▸ **Teks Sumber**
--------------------------------
Pertimbangan menolak orang-orang ini adalah bahwa mereka tak dapat diharapkan berkonsentrasi pada peperangan. Hal-hal ini jarang terjadi dalam kehidupan seseorang, dan dalam banyak kasus, hanya sekali. Selain itu, kaum lelaki sangat bergantung pada hal-hal ini - istri, rumah, dan ternak. Inilah kebutuhan dasar saat itu dan bagian dari kehidupan manusia. Jika pikiran seseorag sibuk dengan hal-hal ini, maka ia takkan melakukan kewajiban penting jihad dengan baik. Jihad menyerukan prajurit agar mempertaruhkan nyawanya, namun jika hatinya ada di tempat lain, bagaimana ia akan melakukannya. Itulah sebabnya Nabi Yusya' menolak memasukkan ketiga jenis lelaki ini, ke dalam pasukannya.

Ketika mereka bergerak maju dan perang dimulai, pertempuran berlangsung dengan baik hingga menjelang waktu Ashar. Situasinya sangat rumit, di satu sisi, perang berada pada tahap dimana sedikit upaya saja, akan membawa kemenangan, namun sedikit kesalahan perhitungan, bisa berarti kekalahan, dan, di sisi lain, ada Shalat Ashar yang harus dilaksanakan dalam waktu singkat. Yusya' berharap mendapat kemenangan sebelum matahari terbenam. Keadaan menuntutnya bertarung terus-menerus dengan musuh, yang akan mengakibatkan Shalat tak terlaksana. Maka, ia pertama-tama berkata kepada matahari, "Engkau berada di bawah perintah dan kami juga di bawah perintah." (Yaitu, engkau terikat oleh Perintah Allah untuk mengikuti orbit yang ditentukan dan kami terikat oleh perintah-Nya untuk melakukan jihad dan untuk mengerjakan Shalat pada waktu yang ditentukan). Ia kemudian berdoa, "Ya Allah! Jadikanlah matahari berhenti beredar."
Itulah permohonan seorang Nabi. Ia adalah seorang Nabi yang mengerjakan urusan Allah. Tidakkah akan dikabulkan? Orang-orang yang mengamati langit, melihat bahwa matahari berhenti dan Yusya' terus bertarung dengan tekad sampai Allah memberinya kemenangan.
Rampasan perang dikumpulkan seperti kebiasaan mereka. Tak halal bagi orang-orang itu mengambil rampasan bagi diri mereka, melainkan barang-barang ini dipersembahkan dijalan Allah. Mereka mengumpulkan dan menaruhnya di atas gunung. Api akan turun dari langit dan melahap rampasan perang itu hingga menjadi debu, dan dianggap sebagai tanda bahwa persembahan mereka diterima. Jika tak ada api yang turun atau jika api tak melahap rampasan perang itu menjadi debu, maka itu berarti persembahan ditolak.
--------------------------------
▸ **Cuplikan Data**
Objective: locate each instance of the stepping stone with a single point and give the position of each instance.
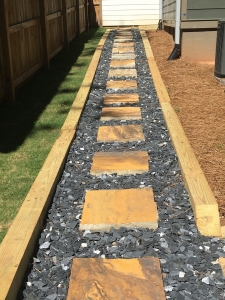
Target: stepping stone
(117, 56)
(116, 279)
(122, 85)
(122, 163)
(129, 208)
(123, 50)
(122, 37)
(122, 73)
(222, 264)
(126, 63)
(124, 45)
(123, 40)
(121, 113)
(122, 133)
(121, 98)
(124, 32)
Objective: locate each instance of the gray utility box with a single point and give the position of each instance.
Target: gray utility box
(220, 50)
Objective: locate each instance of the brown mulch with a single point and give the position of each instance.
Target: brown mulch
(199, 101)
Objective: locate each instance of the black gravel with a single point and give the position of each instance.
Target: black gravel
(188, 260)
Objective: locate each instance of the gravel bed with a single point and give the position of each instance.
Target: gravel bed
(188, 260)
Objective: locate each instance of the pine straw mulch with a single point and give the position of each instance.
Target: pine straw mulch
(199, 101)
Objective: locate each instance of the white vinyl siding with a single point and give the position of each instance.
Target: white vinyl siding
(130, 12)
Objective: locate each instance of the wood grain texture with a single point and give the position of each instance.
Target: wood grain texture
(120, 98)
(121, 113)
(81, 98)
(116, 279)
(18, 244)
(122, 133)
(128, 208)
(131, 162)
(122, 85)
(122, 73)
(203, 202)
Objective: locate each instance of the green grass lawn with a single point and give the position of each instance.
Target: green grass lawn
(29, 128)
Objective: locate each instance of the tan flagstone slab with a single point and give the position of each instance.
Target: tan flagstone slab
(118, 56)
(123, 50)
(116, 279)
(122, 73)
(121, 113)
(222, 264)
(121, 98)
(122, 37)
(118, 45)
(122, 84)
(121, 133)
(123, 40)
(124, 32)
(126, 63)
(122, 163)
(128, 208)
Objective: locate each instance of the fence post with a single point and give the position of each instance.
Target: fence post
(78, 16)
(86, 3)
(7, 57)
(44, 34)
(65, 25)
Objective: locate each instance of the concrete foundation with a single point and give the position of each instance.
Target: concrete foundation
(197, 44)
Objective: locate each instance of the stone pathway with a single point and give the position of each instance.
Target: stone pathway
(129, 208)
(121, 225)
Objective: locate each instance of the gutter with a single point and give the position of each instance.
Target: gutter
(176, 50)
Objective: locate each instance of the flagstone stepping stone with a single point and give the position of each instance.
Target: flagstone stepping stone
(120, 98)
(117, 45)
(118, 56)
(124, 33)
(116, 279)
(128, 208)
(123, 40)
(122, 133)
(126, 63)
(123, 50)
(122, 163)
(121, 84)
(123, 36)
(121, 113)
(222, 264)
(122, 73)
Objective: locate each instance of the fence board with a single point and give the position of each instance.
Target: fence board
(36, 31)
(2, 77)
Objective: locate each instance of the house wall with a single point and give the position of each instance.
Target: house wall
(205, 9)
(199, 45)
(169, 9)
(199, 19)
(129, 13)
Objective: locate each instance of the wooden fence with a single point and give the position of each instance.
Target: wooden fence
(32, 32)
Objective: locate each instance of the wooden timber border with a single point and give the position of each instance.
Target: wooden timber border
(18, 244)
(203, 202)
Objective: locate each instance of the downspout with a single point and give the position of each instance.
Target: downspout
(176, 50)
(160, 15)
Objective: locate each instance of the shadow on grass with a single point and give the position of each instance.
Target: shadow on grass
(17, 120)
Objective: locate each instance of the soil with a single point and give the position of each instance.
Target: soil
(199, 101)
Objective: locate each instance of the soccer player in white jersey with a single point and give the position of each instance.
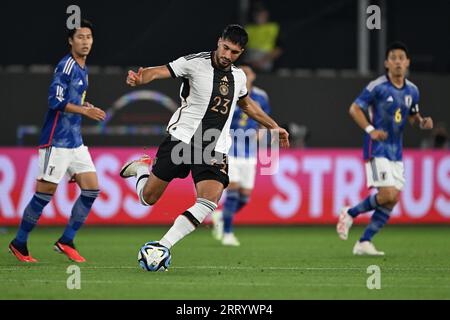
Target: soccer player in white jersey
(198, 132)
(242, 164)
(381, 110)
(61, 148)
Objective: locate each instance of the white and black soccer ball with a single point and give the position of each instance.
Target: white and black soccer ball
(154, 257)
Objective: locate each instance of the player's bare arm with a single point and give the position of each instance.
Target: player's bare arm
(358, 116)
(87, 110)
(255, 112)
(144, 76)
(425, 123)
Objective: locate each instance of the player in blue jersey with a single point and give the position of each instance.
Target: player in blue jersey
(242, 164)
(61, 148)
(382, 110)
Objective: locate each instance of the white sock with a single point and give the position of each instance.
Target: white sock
--------------------------------
▸ **Tugas A**
Jawablah pertanyaan berikut berdasarkan teks tentang Nabi Yusya'. Tandai setiap jawaban dengan nomor yang sama.
(i) Apa yang diminta Yusya' kepada Allah dalam doanya?
(ii) Sampai menjelang waktu shalat apa pertempuran berlangsung dengan baik?
(iii) Di mana rampasan perang diletakkan setelah dikumpulkan?
▸ **Tugas B**
Sebutkan semua hal yang menurut teks tentang Nabi Yusya' sangat diandalkan oleh kaum lelaki pada masa itu.
▸ **Tugas C**
Lanjutkan teks tentang Nabi Yusya' mulai dari kalimat terakhirnya.
Daftar di atas tidak diperlukan untuk mengerjakan tugas apa pun.

▸ **Jawaban Tertulis A**
(i) Yusya' meminta agar Allah menjadikan matahari berhenti beredar.
(ii) Pertempuran berlangsung dengan baik hingga menjelang waktu Ashar.
(iii) Rampasan perang diletakkan di atas gunung.

▸ **Jawaban Tertulis B**
Istri, rumah, dan ternak.

▸ **Jawaban Tertulis C**
Ketika Yusya' meletakkan rampasan agar dilahap api, api memang turun, namun tak menyentuhnya. Maka, ia berkata, "Seseorang telah mengkhianati amanah. Akan kuselidiki dengan cara setiap suku mengirim perwakilan kepadaku untuk bersumpah setia." Karenanya, setiap perwakilan berjabat-tangan dengan sang nabi, namun ketika salah seorang dari mereka datang dan mengulurkan tangan untuk berjabat tangan, Yusya' mengatakan kepadanya bahwa pengkhianatan itu dilakukan oleh sukunya dan setiap anggota suku harus bersumpah setia secara individu sehingga pelakunya dapat diketahui. Hampir saja jika ketiga orang itu bersumpah-setia, ia menemukan mereka sebagai pelakunya. Mereka mengakui kesalahan dan mengembalikan emas yang setara dengan kepala seekor kerbau. Mereka telah menyembunyikannya. Barang tersebut kemudian diletakkan bersama barang rampasan lainnya, dan apipun melahapnya.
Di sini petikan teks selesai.